Data shown Start Marker

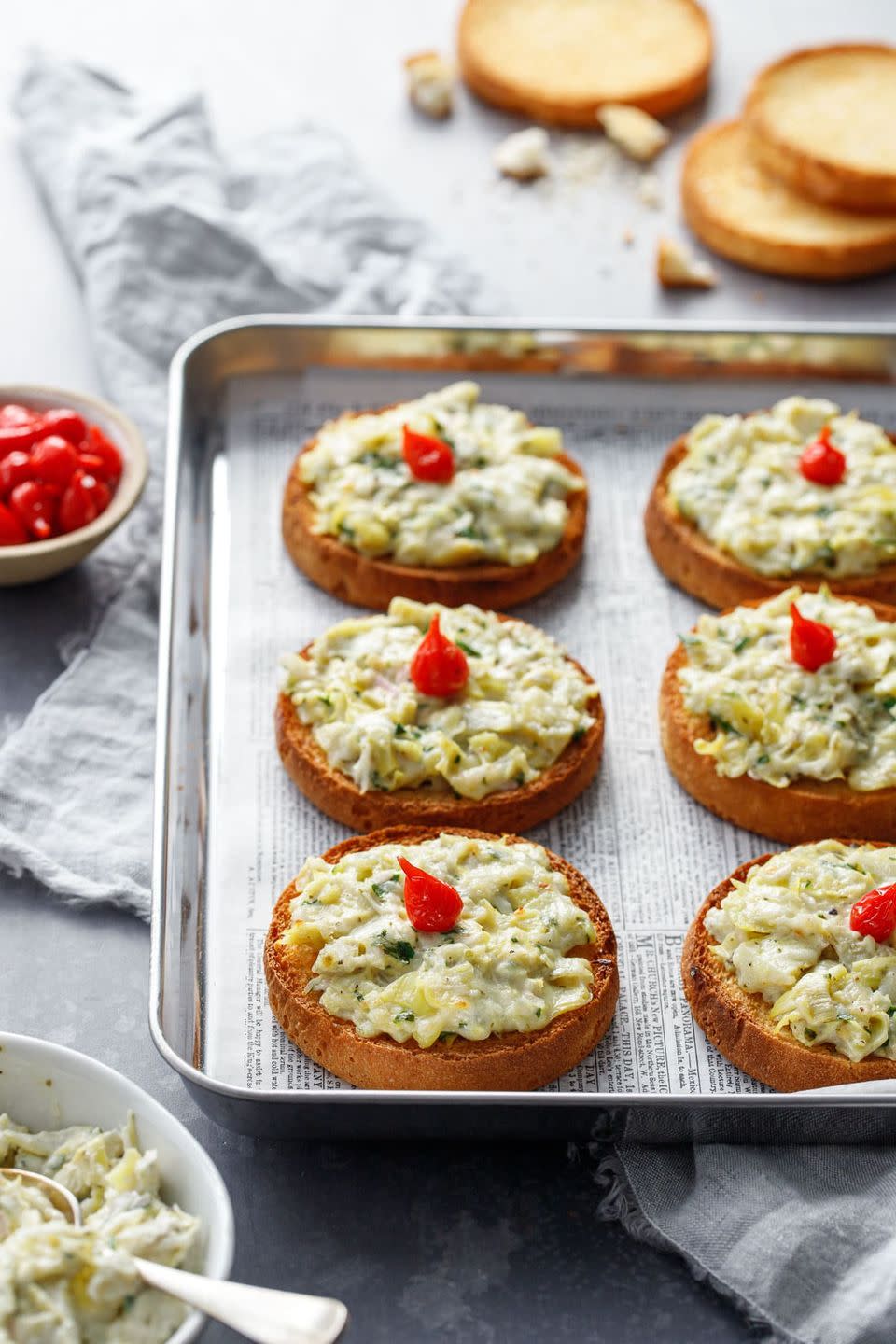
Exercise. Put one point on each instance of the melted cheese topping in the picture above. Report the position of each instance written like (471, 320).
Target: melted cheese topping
(776, 721)
(505, 501)
(740, 484)
(785, 934)
(504, 967)
(76, 1285)
(522, 706)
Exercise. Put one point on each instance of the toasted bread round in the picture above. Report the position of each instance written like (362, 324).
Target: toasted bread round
(736, 1022)
(823, 122)
(507, 809)
(366, 581)
(735, 207)
(511, 1062)
(692, 562)
(806, 809)
(559, 61)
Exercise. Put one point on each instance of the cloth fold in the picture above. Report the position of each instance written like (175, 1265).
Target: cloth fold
(165, 237)
(794, 1236)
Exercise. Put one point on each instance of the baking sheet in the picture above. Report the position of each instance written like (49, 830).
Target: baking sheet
(651, 851)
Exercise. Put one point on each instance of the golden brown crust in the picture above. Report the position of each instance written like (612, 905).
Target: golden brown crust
(510, 809)
(366, 581)
(751, 218)
(826, 177)
(805, 811)
(736, 1022)
(692, 562)
(511, 1062)
(483, 66)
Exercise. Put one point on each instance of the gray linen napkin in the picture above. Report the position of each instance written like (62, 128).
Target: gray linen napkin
(798, 1237)
(167, 237)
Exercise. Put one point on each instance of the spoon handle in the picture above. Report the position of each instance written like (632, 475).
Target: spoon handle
(259, 1313)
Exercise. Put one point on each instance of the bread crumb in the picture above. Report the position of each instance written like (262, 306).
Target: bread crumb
(581, 161)
(679, 269)
(636, 132)
(649, 189)
(525, 155)
(430, 84)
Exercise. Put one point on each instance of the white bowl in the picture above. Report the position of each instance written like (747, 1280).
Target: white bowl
(42, 559)
(48, 1086)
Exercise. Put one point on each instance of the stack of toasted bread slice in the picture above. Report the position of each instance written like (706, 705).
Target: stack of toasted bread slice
(805, 183)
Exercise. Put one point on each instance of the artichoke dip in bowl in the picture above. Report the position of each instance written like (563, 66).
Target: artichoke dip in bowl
(146, 1188)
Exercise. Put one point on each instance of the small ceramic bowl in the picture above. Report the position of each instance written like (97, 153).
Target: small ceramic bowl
(42, 559)
(48, 1086)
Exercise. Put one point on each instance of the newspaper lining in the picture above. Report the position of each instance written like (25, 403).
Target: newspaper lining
(651, 852)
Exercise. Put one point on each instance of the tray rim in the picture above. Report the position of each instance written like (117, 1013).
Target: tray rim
(849, 1096)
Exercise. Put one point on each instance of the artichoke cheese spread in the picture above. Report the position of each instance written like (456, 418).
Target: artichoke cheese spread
(522, 705)
(505, 501)
(504, 967)
(740, 484)
(76, 1285)
(777, 722)
(785, 934)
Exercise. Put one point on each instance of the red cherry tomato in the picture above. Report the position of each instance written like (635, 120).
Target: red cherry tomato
(11, 530)
(822, 463)
(812, 644)
(54, 460)
(91, 463)
(15, 468)
(97, 491)
(64, 483)
(438, 666)
(35, 507)
(83, 500)
(103, 448)
(875, 914)
(428, 458)
(431, 904)
(66, 424)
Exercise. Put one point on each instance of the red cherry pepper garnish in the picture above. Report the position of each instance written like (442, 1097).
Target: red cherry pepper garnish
(14, 414)
(11, 530)
(103, 448)
(57, 473)
(35, 507)
(16, 439)
(15, 468)
(66, 424)
(428, 458)
(812, 644)
(438, 666)
(54, 460)
(875, 914)
(431, 904)
(822, 463)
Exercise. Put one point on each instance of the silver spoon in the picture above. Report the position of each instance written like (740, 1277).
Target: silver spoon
(262, 1315)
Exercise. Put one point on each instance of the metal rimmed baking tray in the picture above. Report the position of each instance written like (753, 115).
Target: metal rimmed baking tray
(230, 830)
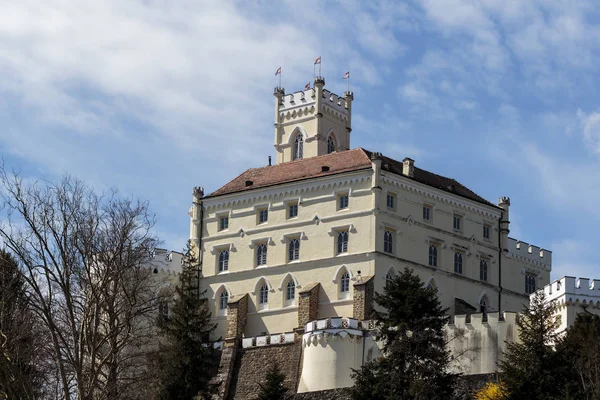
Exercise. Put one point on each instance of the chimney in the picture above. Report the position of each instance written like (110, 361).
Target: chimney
(504, 204)
(408, 167)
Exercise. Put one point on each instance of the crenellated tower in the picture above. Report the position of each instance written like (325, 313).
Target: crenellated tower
(312, 122)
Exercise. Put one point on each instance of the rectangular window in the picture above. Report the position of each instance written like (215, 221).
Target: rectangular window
(486, 231)
(342, 201)
(458, 257)
(342, 242)
(223, 222)
(292, 210)
(294, 249)
(261, 254)
(391, 201)
(426, 213)
(263, 215)
(388, 241)
(530, 285)
(457, 222)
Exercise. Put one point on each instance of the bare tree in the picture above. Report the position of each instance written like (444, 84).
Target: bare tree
(84, 260)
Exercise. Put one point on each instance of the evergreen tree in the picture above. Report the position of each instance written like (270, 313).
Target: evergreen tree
(185, 361)
(531, 366)
(579, 352)
(415, 357)
(20, 374)
(273, 388)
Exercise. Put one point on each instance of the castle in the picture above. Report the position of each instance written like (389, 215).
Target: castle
(292, 253)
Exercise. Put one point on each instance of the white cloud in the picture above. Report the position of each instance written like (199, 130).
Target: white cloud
(590, 125)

Data shown End Marker

Every entry above is to be repeated word for word, with all pictures omitted.

→ Response area:
Exercise. Put one point on each instance of the melted cheese topping in the picture above. Report the position of each instance written like (471, 320).
Target: melted cheese topping
(776, 721)
(505, 501)
(740, 484)
(785, 934)
(504, 967)
(76, 1285)
(522, 706)
Exercise. Put one point on each instance of the toasted bread round in the picture above. Report the position of each instance written like (362, 324).
Target: toasted bread round
(736, 1022)
(823, 122)
(507, 809)
(366, 581)
(735, 207)
(511, 1062)
(692, 562)
(806, 809)
(559, 61)
Exercise. Put one point on each instance of the cloth fold in the picture above. Report the position of each instance written like (175, 1265).
Target: cloth fold
(165, 237)
(794, 1236)
Exercise. Put one point on each instance of the baking sheet in the picture above. Report the position of each instance written like (49, 830).
Target: baking sheet
(651, 851)
Exercise. Put one point on each instance of the golden brown crust in the picture above. Report the position of each instance written like (612, 905).
Target: golden brown crust
(510, 809)
(366, 581)
(751, 218)
(826, 177)
(805, 811)
(736, 1022)
(692, 562)
(511, 1062)
(483, 66)
Exercise. Put one point on each instance of the gray linen napkin in the picture above. Report the position of each instance written like (62, 128).
Target: gray linen napkin
(798, 1237)
(167, 237)
Exercise. Put one point on each instance of the spoon handle in the picture above. Report the position of each instance written like (632, 475).
Target: spoon handle
(259, 1313)
Exercise. Put one point on each instance of the bread crumb in the picture above. Report the position of each instance written like (262, 306).
Target: bread crumb
(581, 161)
(679, 269)
(636, 132)
(649, 189)
(525, 155)
(430, 84)
Exercise. Put one point on each instance of the white bowl in the picture above. Report the position of each instance written like (747, 1280).
Target: white bowl
(42, 559)
(48, 1086)
Exercise. Put one point on each instance of the stack of toasted bread slice in the picture above. Report the position of each instance written like (706, 705).
Target: stack of toasted bread slice
(805, 183)
Exercise. Put one point on each instance of the artichoke dip in bowl in the picture above. Report the position of each instance written like (563, 66).
Target: artichoke dip in bowl
(146, 1188)
Exercise. Put one point on each instance of the small ceramic bowl in the picture above. Report the position of each instance written like (97, 153).
Target: small ceramic bowl
(42, 559)
(48, 1086)
Exercise. Put one point on each instance of the newspaper lining in the picture above. Report the position of each instance written like (25, 403).
Target: newspaper lining
(651, 852)
Exercise. Put one point on each instance of the tray rim in the picture above. Report the position of each instance written like (117, 1013).
Target: tray rim
(849, 1096)
Exercise. Put one point on each instance of the artichoke cheese spread in the picture above. Report the position of each instance written like (456, 418).
Target: artichoke cheese spread
(522, 705)
(505, 501)
(504, 967)
(740, 484)
(76, 1285)
(777, 722)
(785, 934)
Exercise. Put one point on each instance of the red cherry tomato in the picture above. Report the position of each instance written like (635, 120).
Target: red cherry tomato
(11, 530)
(822, 463)
(812, 644)
(54, 460)
(91, 463)
(15, 468)
(97, 491)
(64, 483)
(438, 666)
(35, 507)
(83, 500)
(103, 448)
(875, 914)
(428, 458)
(431, 904)
(66, 424)
Exercise. Put one point on each instance of the red cherry pepper garnish in the picture above. Report the position of each instance written like (442, 1097).
Target: red cherry pepper garnish
(14, 414)
(11, 530)
(103, 448)
(57, 473)
(35, 507)
(16, 439)
(15, 468)
(66, 424)
(428, 458)
(812, 644)
(438, 666)
(54, 460)
(875, 914)
(431, 904)
(822, 463)
Exercise. Put one point on each instance of the silver spoon in the picture above. Report the position of each instance written like (740, 1277).
Target: silver spoon
(262, 1315)
Exercise. Put one point on each instance of the metal rimmed baking tray in the picture above. Report the position of each instance written like (753, 115).
Target: metal rimmed baking tray
(230, 830)
Exercise. Put one point on each instance of the chimney in the picture above. Report the position of each instance written like (110, 361).
Target: chimney
(504, 204)
(408, 167)
Exercise. Put one point on each instance of the crenellated tower in the picture above. Report the position of each instance written like (325, 313).
Target: crenellated tower
(312, 122)
Exercise. Put one point on each instance of the rectangular window in the picture above. Report the position of each instance written like (215, 221).
Target: rectangular window
(486, 231)
(342, 201)
(458, 257)
(342, 242)
(223, 222)
(292, 210)
(294, 249)
(261, 254)
(391, 201)
(426, 213)
(263, 215)
(388, 241)
(530, 285)
(457, 222)
Exercise. Put one point on each instance of the bare tree in the picture above. Report the position of each instance written like (444, 84).
Target: bare tree
(84, 260)
Exercise. Put one point on each instance of the evergreen tree in the picture above. Report the position of each instance written like (270, 313).
Target: evergreen tree
(185, 361)
(531, 366)
(579, 352)
(415, 357)
(20, 374)
(273, 388)
Exercise. Put one point on each instance of the castle in the picture above. Report the position of each instance written like (389, 215).
Target: castle
(292, 253)
Exercise. Put one point on each instance of the white cloud in the picture above. Report the position of each instance written like (199, 130).
Target: white cloud
(590, 125)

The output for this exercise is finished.